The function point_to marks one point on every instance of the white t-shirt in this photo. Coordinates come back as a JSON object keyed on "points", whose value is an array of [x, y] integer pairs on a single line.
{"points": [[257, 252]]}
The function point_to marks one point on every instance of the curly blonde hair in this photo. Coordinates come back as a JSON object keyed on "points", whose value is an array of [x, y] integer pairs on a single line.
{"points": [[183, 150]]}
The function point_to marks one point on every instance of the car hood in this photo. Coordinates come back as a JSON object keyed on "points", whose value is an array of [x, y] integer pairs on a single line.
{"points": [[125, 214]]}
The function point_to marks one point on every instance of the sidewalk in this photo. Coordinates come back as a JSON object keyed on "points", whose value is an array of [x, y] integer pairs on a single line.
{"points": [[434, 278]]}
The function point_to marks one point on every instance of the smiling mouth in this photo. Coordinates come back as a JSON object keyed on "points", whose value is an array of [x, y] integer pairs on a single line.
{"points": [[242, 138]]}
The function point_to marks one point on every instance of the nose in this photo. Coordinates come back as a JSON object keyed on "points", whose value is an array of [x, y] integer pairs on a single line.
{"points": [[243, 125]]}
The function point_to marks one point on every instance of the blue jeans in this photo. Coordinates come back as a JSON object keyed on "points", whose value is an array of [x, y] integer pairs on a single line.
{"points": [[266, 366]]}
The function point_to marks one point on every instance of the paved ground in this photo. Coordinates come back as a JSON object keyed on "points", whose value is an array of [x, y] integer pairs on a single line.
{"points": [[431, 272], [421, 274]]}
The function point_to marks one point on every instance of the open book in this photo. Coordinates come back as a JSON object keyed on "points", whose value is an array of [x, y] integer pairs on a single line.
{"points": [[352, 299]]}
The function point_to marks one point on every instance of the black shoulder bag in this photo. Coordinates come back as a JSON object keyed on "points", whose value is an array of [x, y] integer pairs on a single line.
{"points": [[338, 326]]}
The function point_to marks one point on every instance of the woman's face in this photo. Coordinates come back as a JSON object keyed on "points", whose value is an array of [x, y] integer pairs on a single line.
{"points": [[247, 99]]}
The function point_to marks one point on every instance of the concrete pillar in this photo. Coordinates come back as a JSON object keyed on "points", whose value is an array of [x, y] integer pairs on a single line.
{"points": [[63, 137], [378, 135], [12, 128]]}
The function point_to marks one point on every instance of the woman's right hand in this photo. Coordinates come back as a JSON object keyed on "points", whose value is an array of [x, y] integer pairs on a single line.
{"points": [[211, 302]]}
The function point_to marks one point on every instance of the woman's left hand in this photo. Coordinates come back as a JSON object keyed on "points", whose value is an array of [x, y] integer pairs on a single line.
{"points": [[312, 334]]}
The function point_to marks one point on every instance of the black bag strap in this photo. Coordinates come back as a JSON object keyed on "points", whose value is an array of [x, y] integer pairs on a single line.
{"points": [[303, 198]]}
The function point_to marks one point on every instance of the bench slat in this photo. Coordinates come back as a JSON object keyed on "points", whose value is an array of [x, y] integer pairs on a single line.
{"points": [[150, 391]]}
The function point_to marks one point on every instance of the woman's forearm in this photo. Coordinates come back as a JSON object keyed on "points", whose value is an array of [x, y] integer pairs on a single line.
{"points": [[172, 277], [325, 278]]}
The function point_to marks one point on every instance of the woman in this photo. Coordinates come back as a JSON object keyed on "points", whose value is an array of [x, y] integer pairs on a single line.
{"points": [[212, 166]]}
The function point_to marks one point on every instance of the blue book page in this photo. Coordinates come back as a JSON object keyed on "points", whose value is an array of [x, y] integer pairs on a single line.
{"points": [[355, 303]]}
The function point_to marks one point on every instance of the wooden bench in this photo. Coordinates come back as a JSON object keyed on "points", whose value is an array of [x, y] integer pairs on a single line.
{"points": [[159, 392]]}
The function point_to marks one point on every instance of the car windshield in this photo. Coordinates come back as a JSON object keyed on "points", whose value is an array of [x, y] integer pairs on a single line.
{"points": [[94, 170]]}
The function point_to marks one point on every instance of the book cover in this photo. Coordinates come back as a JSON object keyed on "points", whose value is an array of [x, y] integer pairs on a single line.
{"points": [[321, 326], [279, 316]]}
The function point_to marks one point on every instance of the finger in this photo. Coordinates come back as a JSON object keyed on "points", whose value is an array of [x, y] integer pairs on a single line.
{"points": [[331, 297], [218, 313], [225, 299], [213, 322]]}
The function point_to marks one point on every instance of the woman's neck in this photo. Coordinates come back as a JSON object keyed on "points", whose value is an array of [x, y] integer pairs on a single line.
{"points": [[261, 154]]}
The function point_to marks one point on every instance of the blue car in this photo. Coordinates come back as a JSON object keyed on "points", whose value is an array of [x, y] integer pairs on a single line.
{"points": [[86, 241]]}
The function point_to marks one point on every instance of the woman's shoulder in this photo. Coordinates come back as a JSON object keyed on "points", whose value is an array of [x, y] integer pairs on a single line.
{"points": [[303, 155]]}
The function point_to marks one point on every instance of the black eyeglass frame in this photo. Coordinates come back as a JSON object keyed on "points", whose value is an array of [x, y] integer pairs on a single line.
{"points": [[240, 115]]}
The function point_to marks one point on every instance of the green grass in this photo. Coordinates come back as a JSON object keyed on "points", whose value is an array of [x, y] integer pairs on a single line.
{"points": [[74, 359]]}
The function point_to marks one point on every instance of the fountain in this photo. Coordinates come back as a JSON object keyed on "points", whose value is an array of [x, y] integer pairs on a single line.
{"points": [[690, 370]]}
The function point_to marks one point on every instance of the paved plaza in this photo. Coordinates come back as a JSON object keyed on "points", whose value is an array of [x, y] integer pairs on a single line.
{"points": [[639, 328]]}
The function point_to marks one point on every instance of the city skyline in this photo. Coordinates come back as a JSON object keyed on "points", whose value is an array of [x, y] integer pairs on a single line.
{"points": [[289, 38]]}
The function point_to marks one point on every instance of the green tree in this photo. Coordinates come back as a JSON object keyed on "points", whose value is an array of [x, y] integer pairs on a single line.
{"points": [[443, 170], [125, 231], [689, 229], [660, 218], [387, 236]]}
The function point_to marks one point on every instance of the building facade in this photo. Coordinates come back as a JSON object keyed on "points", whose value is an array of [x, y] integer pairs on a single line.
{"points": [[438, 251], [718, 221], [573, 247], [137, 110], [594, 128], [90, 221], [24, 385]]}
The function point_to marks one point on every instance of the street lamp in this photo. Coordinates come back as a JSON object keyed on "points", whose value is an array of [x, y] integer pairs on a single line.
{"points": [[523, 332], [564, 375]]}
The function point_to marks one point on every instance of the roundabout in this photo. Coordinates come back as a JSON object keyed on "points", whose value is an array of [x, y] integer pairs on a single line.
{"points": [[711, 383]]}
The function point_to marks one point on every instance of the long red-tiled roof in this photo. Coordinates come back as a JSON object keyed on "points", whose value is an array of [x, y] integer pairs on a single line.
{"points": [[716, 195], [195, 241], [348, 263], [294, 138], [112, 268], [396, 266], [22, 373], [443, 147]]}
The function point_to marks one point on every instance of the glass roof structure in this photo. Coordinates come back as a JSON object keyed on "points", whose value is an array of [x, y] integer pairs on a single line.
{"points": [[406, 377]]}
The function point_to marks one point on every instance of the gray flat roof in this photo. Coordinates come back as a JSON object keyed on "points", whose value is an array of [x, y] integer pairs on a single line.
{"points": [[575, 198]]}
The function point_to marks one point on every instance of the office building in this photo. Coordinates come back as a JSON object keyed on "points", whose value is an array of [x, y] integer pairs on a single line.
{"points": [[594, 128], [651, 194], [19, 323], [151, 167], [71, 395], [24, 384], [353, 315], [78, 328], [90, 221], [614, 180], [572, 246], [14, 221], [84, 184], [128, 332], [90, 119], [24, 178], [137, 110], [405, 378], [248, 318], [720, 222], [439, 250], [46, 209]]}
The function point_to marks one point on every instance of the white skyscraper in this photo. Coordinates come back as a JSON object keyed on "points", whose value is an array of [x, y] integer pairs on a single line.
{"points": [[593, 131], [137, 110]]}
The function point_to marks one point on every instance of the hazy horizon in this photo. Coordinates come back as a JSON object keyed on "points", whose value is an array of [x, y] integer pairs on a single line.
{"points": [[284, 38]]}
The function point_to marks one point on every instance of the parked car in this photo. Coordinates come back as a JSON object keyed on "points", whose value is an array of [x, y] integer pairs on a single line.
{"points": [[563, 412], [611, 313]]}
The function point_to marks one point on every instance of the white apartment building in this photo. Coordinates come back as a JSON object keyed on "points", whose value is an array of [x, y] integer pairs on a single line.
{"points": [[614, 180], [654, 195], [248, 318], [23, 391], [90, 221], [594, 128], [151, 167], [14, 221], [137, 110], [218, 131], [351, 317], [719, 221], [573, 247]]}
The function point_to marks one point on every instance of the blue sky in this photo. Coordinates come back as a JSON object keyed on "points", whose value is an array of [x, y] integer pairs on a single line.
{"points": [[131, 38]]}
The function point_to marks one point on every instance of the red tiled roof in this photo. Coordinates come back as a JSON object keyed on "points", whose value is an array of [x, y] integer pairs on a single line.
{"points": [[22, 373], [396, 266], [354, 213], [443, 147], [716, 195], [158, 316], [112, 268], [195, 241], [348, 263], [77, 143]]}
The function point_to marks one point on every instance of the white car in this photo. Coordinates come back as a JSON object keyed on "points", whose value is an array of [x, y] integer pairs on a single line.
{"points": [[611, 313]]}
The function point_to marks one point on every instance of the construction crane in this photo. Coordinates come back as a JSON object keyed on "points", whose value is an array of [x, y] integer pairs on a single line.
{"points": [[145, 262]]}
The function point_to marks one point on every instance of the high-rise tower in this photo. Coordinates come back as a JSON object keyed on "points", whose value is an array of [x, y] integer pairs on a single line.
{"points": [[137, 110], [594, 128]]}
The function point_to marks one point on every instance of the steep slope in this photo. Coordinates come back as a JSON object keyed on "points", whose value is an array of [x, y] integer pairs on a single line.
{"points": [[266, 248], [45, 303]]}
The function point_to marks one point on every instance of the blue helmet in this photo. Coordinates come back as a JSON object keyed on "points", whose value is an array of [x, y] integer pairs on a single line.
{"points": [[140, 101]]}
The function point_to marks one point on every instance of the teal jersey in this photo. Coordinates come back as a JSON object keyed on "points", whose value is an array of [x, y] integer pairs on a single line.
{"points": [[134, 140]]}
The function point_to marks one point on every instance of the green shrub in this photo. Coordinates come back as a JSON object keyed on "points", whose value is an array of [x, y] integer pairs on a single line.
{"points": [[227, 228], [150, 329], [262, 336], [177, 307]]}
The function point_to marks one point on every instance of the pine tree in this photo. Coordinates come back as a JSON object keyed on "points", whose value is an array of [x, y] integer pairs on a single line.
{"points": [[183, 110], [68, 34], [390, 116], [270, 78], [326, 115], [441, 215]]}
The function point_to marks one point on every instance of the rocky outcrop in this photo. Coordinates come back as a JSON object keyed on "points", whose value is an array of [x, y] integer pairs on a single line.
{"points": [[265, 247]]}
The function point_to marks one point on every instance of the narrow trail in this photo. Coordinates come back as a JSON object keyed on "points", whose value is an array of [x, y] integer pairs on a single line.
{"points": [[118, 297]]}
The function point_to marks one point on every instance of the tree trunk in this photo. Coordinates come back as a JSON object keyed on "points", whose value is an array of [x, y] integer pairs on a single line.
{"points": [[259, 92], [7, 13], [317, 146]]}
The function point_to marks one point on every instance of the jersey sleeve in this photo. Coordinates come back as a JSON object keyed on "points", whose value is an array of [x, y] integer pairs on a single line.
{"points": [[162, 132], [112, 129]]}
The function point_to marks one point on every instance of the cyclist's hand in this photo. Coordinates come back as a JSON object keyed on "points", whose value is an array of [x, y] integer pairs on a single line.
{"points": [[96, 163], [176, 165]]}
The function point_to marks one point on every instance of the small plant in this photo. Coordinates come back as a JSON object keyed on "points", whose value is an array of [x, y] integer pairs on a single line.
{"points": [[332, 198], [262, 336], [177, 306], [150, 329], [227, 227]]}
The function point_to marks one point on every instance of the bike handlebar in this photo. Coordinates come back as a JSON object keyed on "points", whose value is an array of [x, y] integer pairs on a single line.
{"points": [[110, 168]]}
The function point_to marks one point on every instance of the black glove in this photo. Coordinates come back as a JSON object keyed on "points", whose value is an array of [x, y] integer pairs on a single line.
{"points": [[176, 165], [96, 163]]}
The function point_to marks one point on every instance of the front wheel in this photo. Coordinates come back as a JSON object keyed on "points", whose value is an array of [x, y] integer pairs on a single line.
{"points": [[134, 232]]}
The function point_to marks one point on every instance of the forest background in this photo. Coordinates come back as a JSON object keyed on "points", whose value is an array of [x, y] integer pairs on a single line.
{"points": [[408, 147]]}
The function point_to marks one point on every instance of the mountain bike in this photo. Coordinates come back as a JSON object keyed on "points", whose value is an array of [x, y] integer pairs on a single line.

• [AIM OF THE EXERCISE]: Only the lines from the one that contains "of the cyclist's" through the last line should be repeated, each exactly as it stands, with both ends included.

• [ANSWER TO THE EXERCISE]:
The function point_to marks one point on every instance of the cyclist's hand in this photo. Coordinates come back as a JSON object keyed on "points", whose value is an array of [x, y] integer pairs on a single line.
{"points": [[96, 163], [176, 165]]}
The function point_to marks one point on every instance of the small plant in this photo. Coordinates come back as a JSON object keyed on "points", whose value is an array of [x, y] integer pairs on a single line.
{"points": [[332, 198], [262, 336], [177, 306], [150, 329], [227, 227]]}
The function point_to marks one point on every instance of the bike handlebar in this photo. Coordinates come back as a JSON object keyed on "points", whose value is an array of [x, y] integer pairs on a single line.
{"points": [[110, 168]]}
The function point_to marks one point on every instance of the black glove in this photo. Coordinates come back as a JSON object keyed on "points", whose value is an array of [x, y] integer pairs on a single line.
{"points": [[176, 165], [96, 163]]}
The function point_to marks one point on every instance of the front wheel in this photo. Coordinates come back as a JSON object keyed on "points", whose value is an array of [x, y] integer pairs on a single line.
{"points": [[134, 232]]}
The function point_to marks one point on every instance of the forest background in this photo. Coordinates come back as a JSON object keyed on "points", whose value is an array of [x, y] integer pairs on a single line.
{"points": [[408, 147]]}
The function point_to marks one point on every instance of the mountain bike in this photo. Coordinates come back as a JSON object keyed on "points", whose value is an array of [x, y] integer pairs on a single line.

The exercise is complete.